__Exercise A__
Summarize the box and whiskers plot page in two sentences.
__Exercise B__
Carry on the box and whiskers plot page from the point where it stops.

__Selected excerpt__
● ● ●
Back to Article
A box and whiskers plot
Download Notebook

A box and whiskers plot

In [1]:
import pandas as pd

from plotnine import (
    ggplot,
    aes,
    geom_boxplot,
    geom_jitter,
    scale_x_discrete,
    coord_flip,
)

The boxplot compactly displays the distribution of a continuous variable.

Read more: + wikipedia + ggplot2 docs

In [2]:
flights = pd.read_csv("data/flights.csv")
flights.head()
year month passengers
0 1949 January 112
1 1949 February 118
2 1949 March 132
3 1949 April 129
4 1949 May 121

Basic boxplot

In [3]:
months = [month[:3] for month in flights.month[:12]]
print(months)
['Jan', 'Feb', 'Mar', 'Apr', 'May', 'Jun', 'Jul', 'Aug', 'Sep', 'Oct', 'Nov', 'Dec']

A Basic Boxplot

In [4]:
# Gallery, distributions
(
    ggplot(flights)
    + geom_boxplot(aes(x="factor(month)", y="passengers"))
● ● ●
__Records provided__
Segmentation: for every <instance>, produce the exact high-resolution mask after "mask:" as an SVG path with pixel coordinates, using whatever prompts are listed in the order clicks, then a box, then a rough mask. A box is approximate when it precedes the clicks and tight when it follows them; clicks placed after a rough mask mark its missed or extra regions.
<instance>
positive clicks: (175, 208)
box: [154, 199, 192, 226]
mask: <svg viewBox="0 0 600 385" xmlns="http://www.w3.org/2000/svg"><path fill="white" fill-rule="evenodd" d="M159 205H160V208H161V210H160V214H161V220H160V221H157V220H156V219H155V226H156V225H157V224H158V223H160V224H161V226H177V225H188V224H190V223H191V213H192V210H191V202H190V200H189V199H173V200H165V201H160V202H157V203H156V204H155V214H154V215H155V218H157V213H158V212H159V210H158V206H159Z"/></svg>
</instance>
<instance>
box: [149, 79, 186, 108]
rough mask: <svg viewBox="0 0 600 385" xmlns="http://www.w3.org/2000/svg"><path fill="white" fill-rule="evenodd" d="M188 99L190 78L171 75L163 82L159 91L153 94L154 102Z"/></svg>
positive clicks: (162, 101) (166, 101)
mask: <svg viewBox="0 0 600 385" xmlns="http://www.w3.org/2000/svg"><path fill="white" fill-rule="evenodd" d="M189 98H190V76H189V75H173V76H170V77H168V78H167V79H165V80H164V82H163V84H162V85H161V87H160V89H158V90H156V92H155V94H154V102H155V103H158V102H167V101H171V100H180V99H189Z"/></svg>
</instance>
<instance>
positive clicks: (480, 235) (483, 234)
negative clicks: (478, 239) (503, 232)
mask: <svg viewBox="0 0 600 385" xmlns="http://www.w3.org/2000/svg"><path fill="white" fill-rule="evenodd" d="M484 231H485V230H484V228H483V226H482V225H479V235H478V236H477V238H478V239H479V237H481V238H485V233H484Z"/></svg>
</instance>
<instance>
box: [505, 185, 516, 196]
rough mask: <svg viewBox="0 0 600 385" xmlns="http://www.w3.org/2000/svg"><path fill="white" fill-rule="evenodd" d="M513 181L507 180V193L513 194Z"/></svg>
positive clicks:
● ● ●
__Exercise result A__
The page describes a boxplot as a compact display of a continuous variable's distribution and imports pandas along with plotnine functions such as ggplot, aes, and geom_boxplot. It loads a flights dataset of year, month, and passenger counts, shortens the month names to three letters, and starts building a basic boxplot of passengers by month.

__Exercise result B__
    + scale_x_discrete(labels=months, name="month")  # change ticks labels on OX
)

Horizontal boxplot

In [5]:
(
    ggplot(flights)
    + geom_boxplot(aes(x="factor(month)", y="passengers"))
    + coord_flip()
    + scale_x_discrete(
        labels=months[::-1],
        limits=flights.month[11::-1],
        name="month",
    )
)

Boxplot with jittered points:

In [6]:
(
    ggplot(flights, aes(x="factor(month)", y="passengers"))
    + geom_boxplot()
    + geom_jitter()
    + scale_x_discrete(labels=months, name="month")  # change ticks labels on OX
)